Exercise goal -
Print all of the data exactly.

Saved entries
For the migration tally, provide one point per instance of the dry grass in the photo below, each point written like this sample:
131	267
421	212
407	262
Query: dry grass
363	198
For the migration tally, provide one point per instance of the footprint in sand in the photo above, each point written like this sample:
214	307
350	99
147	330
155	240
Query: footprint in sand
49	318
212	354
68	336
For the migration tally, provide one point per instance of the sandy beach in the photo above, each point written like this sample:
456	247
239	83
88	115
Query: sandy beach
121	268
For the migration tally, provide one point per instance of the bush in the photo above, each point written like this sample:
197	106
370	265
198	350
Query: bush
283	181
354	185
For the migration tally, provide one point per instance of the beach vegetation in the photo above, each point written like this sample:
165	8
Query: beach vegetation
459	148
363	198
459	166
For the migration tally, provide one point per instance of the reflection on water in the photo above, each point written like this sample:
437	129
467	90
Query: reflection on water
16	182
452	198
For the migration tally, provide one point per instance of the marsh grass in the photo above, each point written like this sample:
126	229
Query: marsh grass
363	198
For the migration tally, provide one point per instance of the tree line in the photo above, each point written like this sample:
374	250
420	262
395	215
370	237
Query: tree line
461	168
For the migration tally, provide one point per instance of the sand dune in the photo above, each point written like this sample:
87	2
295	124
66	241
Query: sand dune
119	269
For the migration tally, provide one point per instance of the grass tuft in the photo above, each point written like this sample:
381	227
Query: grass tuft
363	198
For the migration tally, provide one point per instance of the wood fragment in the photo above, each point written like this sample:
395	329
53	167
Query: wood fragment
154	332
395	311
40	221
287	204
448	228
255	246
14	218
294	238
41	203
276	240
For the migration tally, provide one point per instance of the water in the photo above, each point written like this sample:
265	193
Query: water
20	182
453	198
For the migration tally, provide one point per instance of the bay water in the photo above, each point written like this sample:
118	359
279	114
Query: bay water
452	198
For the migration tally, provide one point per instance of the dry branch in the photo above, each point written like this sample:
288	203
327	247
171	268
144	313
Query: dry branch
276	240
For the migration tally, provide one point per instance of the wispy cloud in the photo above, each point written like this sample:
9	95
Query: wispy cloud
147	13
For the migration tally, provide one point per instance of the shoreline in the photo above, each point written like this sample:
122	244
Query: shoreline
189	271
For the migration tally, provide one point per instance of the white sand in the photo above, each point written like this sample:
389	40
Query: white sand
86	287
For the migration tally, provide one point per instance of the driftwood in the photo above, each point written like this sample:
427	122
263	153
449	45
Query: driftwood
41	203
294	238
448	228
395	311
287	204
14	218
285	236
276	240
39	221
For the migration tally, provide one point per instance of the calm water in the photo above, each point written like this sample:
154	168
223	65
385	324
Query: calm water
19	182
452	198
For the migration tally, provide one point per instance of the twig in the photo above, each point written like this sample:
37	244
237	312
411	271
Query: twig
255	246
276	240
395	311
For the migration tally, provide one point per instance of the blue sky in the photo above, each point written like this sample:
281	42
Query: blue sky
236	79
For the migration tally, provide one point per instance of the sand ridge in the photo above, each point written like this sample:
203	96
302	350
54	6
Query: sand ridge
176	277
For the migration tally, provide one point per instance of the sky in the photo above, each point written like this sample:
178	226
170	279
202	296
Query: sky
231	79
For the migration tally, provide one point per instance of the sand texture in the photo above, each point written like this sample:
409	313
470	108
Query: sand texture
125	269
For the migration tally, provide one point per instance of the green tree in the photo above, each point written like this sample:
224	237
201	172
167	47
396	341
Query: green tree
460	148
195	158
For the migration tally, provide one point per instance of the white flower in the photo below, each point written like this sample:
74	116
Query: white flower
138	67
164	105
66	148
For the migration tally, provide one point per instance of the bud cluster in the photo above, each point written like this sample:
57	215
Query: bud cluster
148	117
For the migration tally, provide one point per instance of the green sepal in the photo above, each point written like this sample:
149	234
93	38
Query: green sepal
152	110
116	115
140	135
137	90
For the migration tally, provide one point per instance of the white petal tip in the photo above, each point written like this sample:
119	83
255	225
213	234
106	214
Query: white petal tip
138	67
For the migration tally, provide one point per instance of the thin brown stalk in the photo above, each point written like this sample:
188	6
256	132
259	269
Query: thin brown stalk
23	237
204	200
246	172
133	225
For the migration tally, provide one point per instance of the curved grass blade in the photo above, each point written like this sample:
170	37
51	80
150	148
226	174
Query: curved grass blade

Complete response -
For the migration tally, provide one point per instance of the dry grass in the photo below, each point written like this sample:
131	267
421	212
407	262
Query: dry grass
363	198
For the migration tally, provide one point per instance of the footprint in sand in the photo above, each point written like this sample:
214	307
350	99
147	330
155	240
Query: footprint in sand
49	318
212	354
68	336
For the migration tally, provide one point per instance of the sandy beach in the photo above, each point written like this sample:
456	247
239	83
88	115
Query: sandy beach
121	268
For the migration tally, provide one point per instance of the bush in the photo above, each point written like this sample:
197	106
370	265
198	350
Query: bush
283	181
354	185
For the migration tally, provide one point per instance of the beach vegetation in the photo above, each point written like this sample:
165	8
Query: beach vegetation
459	148
363	198
459	166
For the migration tally, provide one point per instance of the reflection on water in the photo above, each point written like this sample:
437	129
467	90
Query: reflection on water
16	182
452	198
For the migration tally, provide one point per instance of the marsh grass in the photo above, each point written like this sample:
126	229
Query: marsh grass
363	198
For the migration tally, provide one point per instance of the tree line in the photo above, each point written like this sample:
374	250
420	262
395	215
370	237
Query: tree line
461	168
For the migration tally, provide one point per instance of the sand dune in the photo above, each point written like this sample:
87	2
295	124
66	241
Query: sand dune
119	269
For the migration tally, provide one point per instance of the grass tuft in the photo above, each point written like this sample:
381	227
Query: grass tuft
363	198
For the migration tally, provide one point per instance of the wood fragment in the photo above, each point written like this sample:
395	329
53	167
Query: wood fragment
154	332
395	311
40	221
287	204
448	228
255	246
14	218
294	238
41	203
276	240
For the migration tally, provide one point per instance of the water in the photo above, each point written like this sample:
265	193
Query: water
20	182
453	198
For the migration tally, provide one point per instance of the bay water in the photo above, each point written like this sample:
118	359
279	114
Query: bay water
452	198
For the migration tally, provide one point per instance of the dry branch in the photo above, each point written like this sample:
288	203
327	247
171	268
144	313
Query: dry branch
276	240
For the migration tally, provide one point per instance of the wispy cloud in the photo above, each point written like this sample:
9	95
Query: wispy cloud
147	13
For the migration tally, provide one point per instance of the shoreline in the photo above, each point written like this sample:
122	244
Query: shoreline
189	271
For the migration tally, provide one point per instance of the white sand in the photo above, each point written like this sample:
389	40
Query: white sand
86	287
For the migration tally, provide one point per instance of the driftwood in the photo above, each point written like this sample:
427	122
263	153
449	45
Query: driftwood
41	203
294	238
448	228
395	311
287	204
14	218
285	236
276	240
39	221
For the migration tally, provide one point per instance of the calm water in the photo above, each point written like this sample:
154	168
223	65
385	324
Query: calm water
19	182
452	198
For the migration tally, provide one point per instance of the twig in the photo above, each point written like this sample:
37	244
237	312
411	271
Query: twig
255	246
276	240
395	311
For the migration tally, provide one point per instance of the blue sky in the photo above, each point written like this sample:
281	42
Query: blue sky
236	79
For the migration tally, provide one point per instance of the sand ridge in the photo above, each point written like this sample:
203	96
302	350
54	6
Query: sand ridge
176	277
For the migration tally, provide one point per instance of the sky in the photo above, each point written like this sample:
178	226
170	279
202	296
Query: sky
231	79
For the migration tally, provide one point per instance of the sand texture in the photo above, each point written like this sample:
409	313
470	108
Query: sand texture
125	269
For the migration tally, provide one point per instance of the green tree in the photo above, each point written like this sample:
224	237
201	172
167	47
396	341
Query: green tree
460	148
195	158
For the migration tally, provide one point per instance of the white flower in the photo below, each point written like this sample:
74	116
Query: white flower
138	67
164	105
66	148
For the migration tally, provide one point per instance of the bud cluster in the photo above, each point written like this sample:
57	215
Query: bud cluster
148	117
For the migration tally, provide one point per instance of the green sepal in the photo above, each point written like this sample:
149	234
93	38
Query: green sepal
152	110
116	115
140	135
137	90
For the migration tally, provide one point per instance of the white petal tip in the photo above, each point written like this sample:
119	83
255	225
213	234
106	214
Query: white petal tip
138	67
For the migration tally, provide one point per instance of the thin brown stalk in the photo above, each point written like this sample:
188	6
256	132
259	269
Query: thin brown stalk
23	237
204	200
246	172
133	225
For the migration tally, provide one point per instance of the curved grass blade in the photo above, each point written like this sample:
170	37
51	80
150	148
226	174
Query: curved grass blade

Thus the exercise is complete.